» What you are asked to do
Copy out the lines from the one with "spike with a bounding box." to the one with "[75,0,411,26]", leaving out the pictures.

○ ○ ○

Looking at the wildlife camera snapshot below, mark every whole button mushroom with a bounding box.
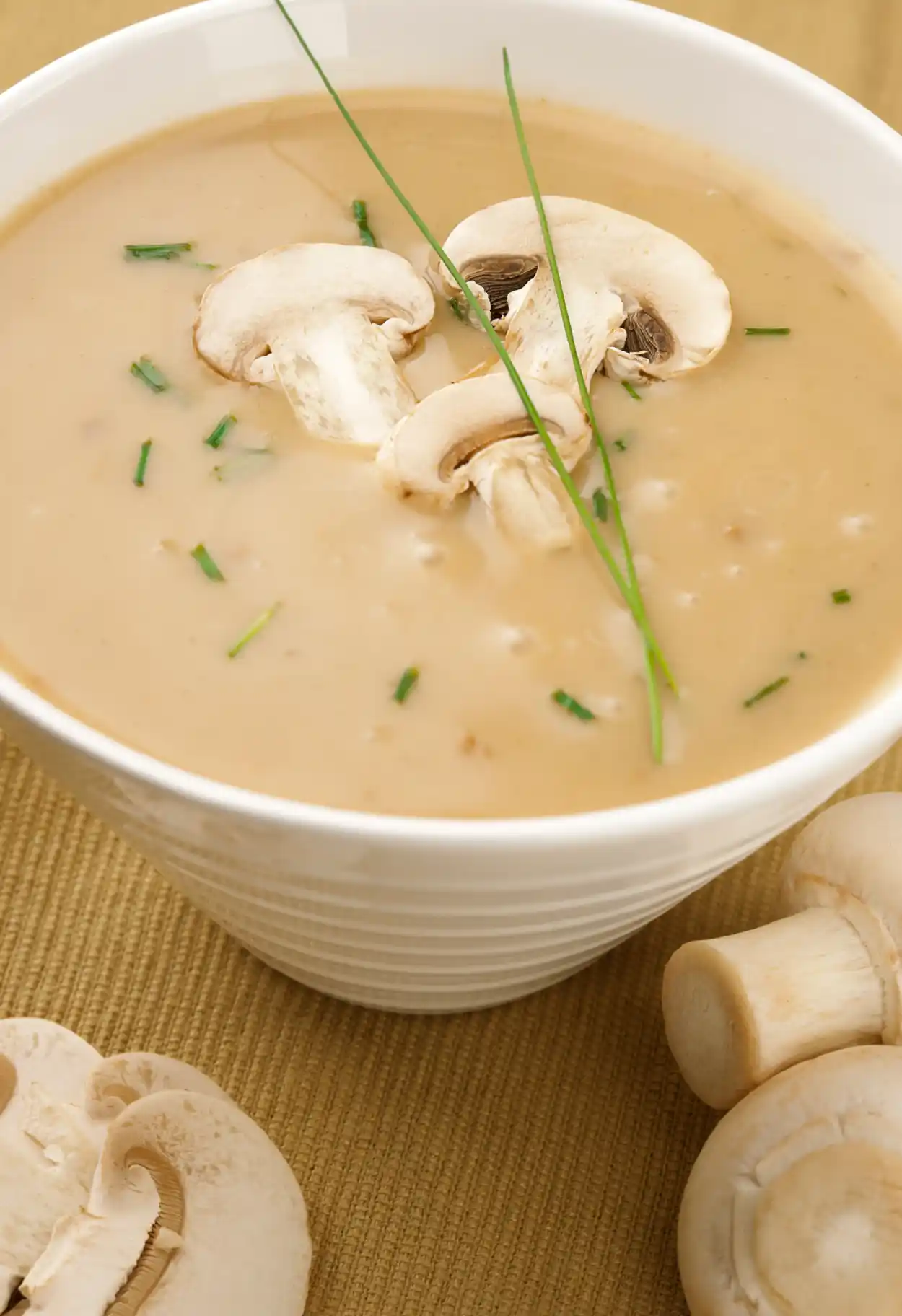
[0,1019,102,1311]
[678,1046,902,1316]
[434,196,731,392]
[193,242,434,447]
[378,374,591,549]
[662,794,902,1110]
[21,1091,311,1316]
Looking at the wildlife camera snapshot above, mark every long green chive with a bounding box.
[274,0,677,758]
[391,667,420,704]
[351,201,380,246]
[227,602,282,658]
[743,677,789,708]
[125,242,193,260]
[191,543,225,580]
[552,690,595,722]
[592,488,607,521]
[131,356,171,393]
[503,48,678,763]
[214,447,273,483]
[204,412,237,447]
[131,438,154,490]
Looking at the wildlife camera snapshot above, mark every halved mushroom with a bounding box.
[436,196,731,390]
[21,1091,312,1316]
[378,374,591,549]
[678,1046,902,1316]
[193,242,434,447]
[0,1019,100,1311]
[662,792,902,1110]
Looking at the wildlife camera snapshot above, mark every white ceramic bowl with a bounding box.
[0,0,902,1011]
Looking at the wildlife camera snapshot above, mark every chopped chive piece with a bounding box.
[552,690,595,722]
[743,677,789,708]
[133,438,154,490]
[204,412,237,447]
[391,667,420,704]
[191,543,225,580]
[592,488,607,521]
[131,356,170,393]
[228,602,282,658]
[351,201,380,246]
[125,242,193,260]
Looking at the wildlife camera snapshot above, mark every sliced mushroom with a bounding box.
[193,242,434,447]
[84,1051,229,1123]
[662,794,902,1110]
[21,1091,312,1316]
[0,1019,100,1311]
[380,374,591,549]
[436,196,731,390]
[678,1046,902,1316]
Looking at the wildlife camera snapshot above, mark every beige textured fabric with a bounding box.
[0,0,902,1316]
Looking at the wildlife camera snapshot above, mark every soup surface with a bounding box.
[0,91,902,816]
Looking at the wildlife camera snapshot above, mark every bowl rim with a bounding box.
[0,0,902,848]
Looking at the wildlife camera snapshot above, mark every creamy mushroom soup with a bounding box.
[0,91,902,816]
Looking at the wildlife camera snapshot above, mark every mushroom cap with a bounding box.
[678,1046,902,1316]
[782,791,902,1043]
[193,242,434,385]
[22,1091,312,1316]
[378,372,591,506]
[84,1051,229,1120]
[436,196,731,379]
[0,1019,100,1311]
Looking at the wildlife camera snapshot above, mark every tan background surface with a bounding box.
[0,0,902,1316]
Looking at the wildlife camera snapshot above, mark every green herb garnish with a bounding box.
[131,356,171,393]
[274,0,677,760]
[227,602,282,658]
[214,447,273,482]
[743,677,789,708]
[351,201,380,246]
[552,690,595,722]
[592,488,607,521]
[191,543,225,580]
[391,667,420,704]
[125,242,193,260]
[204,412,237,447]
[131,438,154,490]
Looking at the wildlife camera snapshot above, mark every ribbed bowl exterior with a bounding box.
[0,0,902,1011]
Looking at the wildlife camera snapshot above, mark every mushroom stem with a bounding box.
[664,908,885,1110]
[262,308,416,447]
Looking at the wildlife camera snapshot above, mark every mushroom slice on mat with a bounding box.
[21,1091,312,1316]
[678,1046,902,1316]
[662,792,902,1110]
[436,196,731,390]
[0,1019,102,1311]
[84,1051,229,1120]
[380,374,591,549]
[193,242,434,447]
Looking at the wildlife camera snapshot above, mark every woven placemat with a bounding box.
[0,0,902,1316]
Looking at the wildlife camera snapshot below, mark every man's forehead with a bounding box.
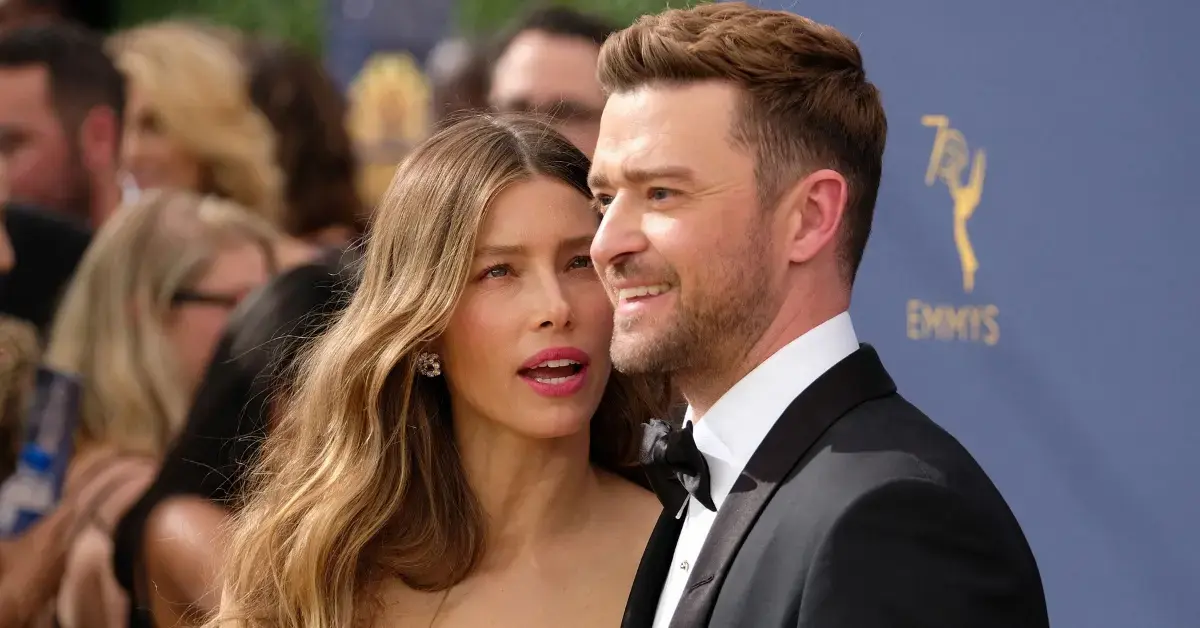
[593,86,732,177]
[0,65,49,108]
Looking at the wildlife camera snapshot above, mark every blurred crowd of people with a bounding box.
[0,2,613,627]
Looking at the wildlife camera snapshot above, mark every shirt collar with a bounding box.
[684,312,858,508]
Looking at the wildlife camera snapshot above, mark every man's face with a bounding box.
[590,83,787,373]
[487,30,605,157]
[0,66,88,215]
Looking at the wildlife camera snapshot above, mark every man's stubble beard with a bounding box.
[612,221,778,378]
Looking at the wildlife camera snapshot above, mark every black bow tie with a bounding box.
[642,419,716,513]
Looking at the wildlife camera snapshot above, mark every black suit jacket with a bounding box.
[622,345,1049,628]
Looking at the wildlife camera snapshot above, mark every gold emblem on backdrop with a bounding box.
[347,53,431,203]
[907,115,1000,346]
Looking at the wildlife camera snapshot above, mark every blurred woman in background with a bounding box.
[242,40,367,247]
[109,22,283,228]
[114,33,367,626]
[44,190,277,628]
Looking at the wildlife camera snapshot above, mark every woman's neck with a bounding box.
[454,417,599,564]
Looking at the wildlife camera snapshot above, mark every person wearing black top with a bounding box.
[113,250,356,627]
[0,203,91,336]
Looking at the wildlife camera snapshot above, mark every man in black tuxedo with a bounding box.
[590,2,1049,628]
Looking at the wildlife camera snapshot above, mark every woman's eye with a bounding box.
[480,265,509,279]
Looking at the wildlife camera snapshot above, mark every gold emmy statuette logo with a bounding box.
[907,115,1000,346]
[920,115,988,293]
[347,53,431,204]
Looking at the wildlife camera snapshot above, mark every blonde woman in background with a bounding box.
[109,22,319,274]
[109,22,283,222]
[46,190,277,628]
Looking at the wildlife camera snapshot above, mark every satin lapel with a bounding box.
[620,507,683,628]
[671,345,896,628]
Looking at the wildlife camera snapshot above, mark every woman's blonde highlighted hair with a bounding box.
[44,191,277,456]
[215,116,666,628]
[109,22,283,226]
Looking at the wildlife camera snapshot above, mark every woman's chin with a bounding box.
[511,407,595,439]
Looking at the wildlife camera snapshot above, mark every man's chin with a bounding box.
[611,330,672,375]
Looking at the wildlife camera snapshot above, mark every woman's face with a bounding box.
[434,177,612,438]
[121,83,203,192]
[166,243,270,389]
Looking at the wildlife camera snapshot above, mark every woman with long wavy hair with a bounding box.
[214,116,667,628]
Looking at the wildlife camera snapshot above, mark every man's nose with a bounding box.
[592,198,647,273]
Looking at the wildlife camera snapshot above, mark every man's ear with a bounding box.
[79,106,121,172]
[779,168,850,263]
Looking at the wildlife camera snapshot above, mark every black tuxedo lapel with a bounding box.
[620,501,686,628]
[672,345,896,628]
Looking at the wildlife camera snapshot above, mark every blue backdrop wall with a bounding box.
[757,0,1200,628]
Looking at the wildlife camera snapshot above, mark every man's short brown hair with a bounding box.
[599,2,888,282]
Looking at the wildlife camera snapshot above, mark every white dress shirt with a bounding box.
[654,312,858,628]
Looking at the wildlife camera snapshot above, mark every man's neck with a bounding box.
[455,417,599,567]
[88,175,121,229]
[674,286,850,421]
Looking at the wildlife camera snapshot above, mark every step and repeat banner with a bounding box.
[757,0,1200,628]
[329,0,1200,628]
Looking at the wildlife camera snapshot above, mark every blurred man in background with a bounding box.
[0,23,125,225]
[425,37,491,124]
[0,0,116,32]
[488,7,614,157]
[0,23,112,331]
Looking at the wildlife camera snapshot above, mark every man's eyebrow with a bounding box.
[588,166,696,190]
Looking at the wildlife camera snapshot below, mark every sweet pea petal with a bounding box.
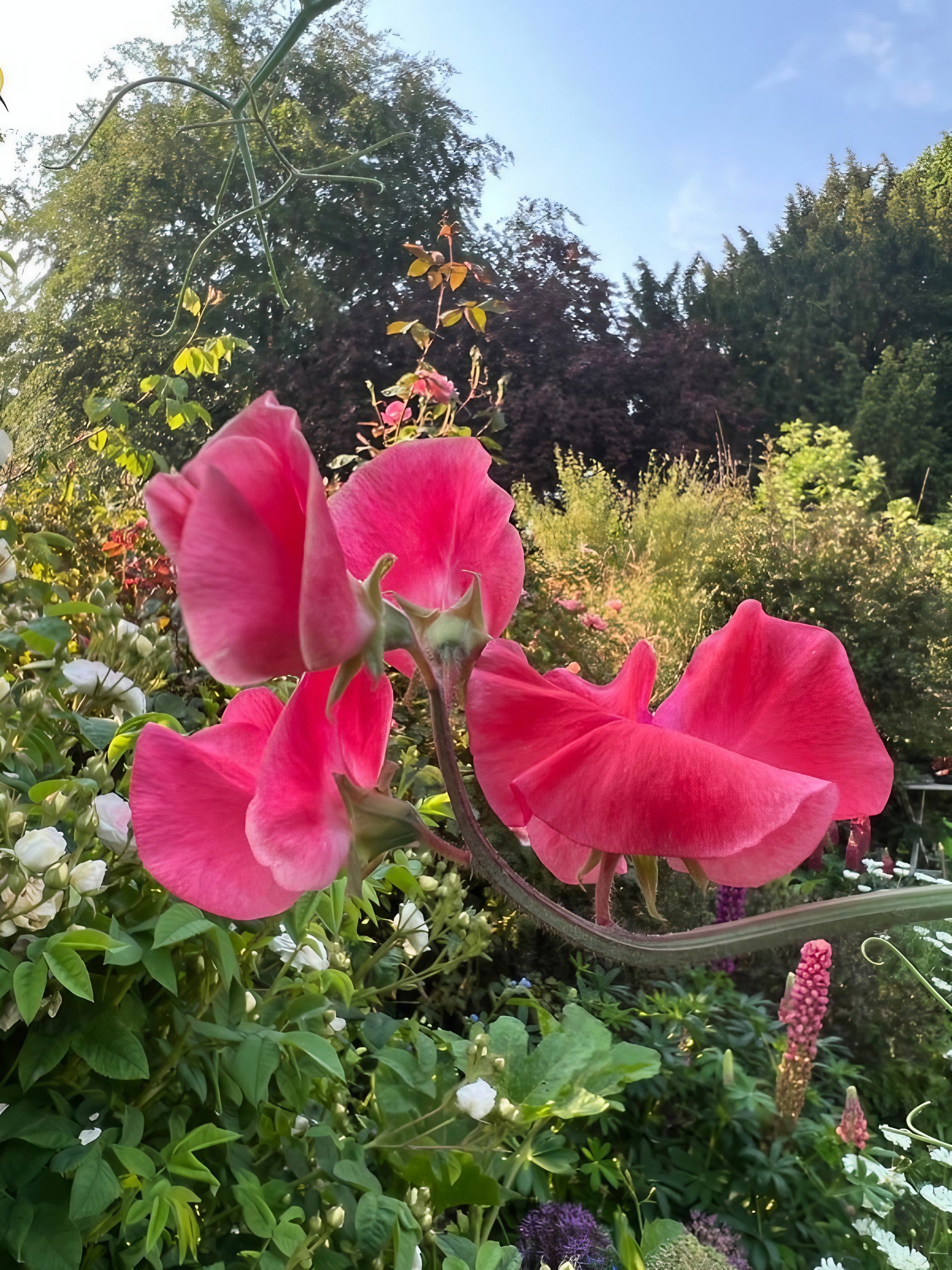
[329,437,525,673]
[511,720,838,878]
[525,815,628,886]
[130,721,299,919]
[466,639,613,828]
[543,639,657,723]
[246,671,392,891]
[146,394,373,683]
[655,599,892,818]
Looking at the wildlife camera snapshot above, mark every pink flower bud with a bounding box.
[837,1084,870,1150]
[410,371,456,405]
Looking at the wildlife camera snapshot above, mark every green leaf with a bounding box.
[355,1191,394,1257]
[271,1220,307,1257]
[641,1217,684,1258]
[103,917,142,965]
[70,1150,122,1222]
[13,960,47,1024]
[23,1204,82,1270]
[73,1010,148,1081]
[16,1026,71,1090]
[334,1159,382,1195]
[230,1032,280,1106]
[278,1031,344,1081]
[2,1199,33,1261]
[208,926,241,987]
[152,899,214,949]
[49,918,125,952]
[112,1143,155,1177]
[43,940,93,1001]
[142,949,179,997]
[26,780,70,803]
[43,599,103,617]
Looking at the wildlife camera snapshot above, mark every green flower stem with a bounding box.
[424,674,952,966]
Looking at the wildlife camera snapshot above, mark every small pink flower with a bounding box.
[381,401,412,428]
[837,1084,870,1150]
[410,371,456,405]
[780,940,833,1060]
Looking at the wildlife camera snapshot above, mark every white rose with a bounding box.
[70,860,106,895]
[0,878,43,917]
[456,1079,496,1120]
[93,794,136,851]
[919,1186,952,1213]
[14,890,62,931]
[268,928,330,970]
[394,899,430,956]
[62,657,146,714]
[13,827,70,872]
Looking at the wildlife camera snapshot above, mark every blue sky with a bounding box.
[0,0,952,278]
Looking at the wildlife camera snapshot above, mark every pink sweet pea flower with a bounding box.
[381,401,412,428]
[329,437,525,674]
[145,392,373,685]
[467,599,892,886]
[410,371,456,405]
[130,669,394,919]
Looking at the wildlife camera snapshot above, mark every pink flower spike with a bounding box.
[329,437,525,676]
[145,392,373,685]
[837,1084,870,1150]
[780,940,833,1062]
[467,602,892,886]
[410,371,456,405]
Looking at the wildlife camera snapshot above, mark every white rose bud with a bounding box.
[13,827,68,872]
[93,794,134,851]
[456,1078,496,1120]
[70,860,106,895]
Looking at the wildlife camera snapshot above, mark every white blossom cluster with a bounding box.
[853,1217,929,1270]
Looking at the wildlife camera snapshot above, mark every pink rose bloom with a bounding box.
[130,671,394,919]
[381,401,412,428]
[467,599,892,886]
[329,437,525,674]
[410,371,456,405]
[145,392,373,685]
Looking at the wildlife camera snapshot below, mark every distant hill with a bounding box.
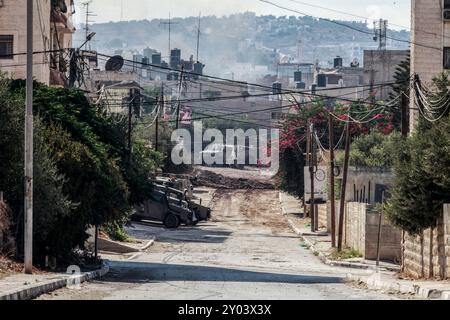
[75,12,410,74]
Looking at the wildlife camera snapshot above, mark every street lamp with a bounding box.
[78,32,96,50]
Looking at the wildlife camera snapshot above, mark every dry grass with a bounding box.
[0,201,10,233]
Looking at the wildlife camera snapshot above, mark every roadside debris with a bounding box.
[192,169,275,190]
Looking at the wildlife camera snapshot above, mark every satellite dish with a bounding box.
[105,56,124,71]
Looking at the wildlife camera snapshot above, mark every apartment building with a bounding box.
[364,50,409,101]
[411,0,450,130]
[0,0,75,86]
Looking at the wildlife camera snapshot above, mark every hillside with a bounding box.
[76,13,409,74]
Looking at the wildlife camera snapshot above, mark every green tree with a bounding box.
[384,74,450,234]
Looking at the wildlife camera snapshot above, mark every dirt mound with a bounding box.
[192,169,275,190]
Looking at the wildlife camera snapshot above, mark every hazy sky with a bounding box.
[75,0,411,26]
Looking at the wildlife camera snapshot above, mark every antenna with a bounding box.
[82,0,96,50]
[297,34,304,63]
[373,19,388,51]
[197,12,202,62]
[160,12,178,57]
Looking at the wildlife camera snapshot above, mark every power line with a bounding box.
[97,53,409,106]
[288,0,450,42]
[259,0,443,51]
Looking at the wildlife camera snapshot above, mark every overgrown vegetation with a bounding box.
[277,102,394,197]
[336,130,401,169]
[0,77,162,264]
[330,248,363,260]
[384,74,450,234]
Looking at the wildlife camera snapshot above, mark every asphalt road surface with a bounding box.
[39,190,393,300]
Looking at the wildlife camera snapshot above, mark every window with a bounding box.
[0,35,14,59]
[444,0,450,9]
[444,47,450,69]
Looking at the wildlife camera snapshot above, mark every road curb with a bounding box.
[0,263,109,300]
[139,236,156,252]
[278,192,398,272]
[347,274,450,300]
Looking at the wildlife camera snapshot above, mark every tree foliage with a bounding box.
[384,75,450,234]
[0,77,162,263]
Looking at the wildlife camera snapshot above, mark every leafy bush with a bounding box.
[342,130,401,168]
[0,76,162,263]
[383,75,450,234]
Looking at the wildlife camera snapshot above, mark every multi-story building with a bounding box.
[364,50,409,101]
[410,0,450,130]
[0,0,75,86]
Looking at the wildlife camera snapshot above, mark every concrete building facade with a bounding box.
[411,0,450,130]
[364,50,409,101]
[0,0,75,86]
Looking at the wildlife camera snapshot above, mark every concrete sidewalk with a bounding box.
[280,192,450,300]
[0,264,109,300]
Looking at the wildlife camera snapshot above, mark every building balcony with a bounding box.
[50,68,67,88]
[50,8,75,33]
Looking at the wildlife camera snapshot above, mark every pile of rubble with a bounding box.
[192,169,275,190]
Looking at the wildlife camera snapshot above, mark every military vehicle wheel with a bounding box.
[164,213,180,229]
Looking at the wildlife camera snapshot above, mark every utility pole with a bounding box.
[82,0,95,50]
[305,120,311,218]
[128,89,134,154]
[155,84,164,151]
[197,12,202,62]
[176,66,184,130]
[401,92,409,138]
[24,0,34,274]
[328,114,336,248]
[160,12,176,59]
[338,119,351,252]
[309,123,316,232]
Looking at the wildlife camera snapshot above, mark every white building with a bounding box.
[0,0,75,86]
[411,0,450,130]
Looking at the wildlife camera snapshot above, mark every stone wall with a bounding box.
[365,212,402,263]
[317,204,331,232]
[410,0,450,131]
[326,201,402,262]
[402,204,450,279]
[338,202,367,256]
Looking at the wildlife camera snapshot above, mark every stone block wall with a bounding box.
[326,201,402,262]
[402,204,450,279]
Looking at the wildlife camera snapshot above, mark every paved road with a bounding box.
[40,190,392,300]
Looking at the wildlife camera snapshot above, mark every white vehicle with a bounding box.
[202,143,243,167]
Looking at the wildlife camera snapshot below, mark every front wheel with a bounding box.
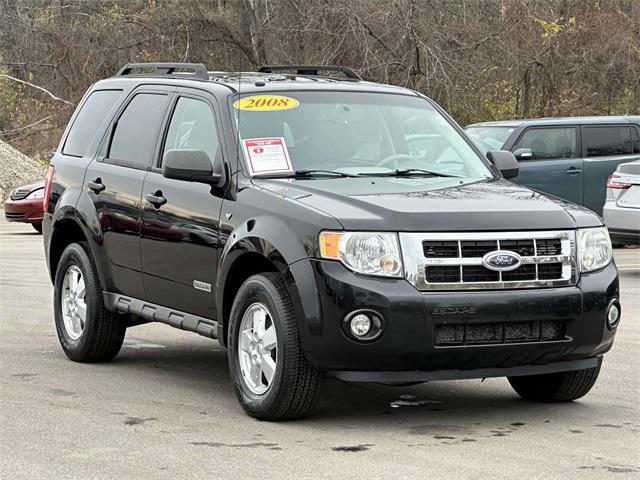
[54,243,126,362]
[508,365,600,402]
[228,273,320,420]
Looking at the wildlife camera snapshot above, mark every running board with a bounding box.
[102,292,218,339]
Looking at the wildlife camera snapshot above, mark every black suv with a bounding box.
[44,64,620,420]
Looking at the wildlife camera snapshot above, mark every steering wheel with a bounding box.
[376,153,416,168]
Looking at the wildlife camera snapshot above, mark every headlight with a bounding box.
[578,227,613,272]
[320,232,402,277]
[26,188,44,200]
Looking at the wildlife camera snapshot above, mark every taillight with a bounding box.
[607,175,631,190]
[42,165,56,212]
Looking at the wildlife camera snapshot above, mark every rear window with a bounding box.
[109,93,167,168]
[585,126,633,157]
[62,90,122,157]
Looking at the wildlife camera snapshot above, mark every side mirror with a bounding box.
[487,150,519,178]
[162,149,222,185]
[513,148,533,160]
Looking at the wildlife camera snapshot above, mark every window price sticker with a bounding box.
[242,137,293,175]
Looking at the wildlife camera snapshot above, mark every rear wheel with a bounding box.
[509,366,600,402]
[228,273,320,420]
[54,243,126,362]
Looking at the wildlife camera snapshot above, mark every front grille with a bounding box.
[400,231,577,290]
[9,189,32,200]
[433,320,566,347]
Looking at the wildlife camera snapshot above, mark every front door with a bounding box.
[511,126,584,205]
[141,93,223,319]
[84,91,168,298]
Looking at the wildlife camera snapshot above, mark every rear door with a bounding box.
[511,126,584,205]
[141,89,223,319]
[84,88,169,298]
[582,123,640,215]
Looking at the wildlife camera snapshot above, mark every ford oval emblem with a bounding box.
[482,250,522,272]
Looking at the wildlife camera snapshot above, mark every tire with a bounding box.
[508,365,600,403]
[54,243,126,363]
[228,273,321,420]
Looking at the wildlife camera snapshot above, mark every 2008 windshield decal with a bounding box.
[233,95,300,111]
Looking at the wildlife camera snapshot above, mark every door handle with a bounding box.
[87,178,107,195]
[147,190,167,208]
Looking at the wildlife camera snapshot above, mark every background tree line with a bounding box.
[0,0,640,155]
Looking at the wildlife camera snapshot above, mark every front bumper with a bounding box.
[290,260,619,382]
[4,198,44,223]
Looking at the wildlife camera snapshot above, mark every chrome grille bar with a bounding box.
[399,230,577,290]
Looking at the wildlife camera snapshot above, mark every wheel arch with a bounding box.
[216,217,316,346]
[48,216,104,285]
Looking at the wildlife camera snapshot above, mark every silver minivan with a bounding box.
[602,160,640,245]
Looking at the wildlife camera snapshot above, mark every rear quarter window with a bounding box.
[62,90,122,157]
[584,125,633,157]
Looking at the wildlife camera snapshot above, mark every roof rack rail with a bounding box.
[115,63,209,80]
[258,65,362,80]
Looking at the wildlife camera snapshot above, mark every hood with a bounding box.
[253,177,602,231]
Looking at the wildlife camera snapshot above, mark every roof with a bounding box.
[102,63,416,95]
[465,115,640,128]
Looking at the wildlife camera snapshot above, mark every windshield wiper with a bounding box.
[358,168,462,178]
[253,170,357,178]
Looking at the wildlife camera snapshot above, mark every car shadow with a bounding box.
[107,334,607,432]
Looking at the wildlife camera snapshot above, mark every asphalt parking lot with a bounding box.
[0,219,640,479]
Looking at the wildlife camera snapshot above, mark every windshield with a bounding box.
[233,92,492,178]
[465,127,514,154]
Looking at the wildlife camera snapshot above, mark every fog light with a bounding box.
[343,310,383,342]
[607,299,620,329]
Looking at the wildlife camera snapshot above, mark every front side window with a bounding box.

○ ○ ○

» Output of the exercise
Looking at the wildlife camera snapshot above, mark every pink flower spike with a bounding box.
[329,437,525,676]
[145,392,373,685]
[837,1084,870,1150]
[780,940,833,1062]
[467,602,892,886]
[410,371,456,405]
Looking at the wildlife camera snapshot above, mark every white rose bud with a bounding box.
[13,827,68,872]
[93,794,134,851]
[456,1078,496,1120]
[70,860,106,895]
Looking at the wildlife camera snapshot above, mark every white blossom cluster with a bounding box.
[853,1217,929,1270]
Looking at the wildlife camera snapshot above, mark every pink rose bloom with a bounding box.
[130,671,394,919]
[381,401,412,428]
[467,599,892,886]
[329,437,525,674]
[410,371,456,405]
[145,392,373,685]
Looking at the wildlife camera snapshot below, mark every distant hill with a bounding box.
[75,12,410,74]
Looking at the wildlife camera snapshot above, mark every street lamp with a bounding box.
[78,32,96,50]
Looking at the wildlife camera snapshot above, mark every dry grass with a bounding box.
[0,201,10,233]
Looking at the wildlife camera snapshot above, mark every roadside debris with a bounding box.
[192,169,275,190]
Looking at the wildlife camera snapshot above, mark every satellite dish with a bounding box.
[105,56,124,71]
Looking at the wildlife camera snapshot above, mark every apartment building with a bounding box.
[364,50,409,101]
[411,0,450,130]
[0,0,75,86]
Looking at the wildlife camera snapshot above, mark every hillside with a bounding box.
[76,13,409,74]
Looking at the wildlife camera snapshot above, mark every green tree with a bounding box.
[384,74,450,234]
Looking at the wildlife camera snapshot above, mark every dirt mound with a bounding box.
[192,169,275,190]
Looking at the wildlife camera snapshot above, mark every hazy sky with a bounding box.
[75,0,411,26]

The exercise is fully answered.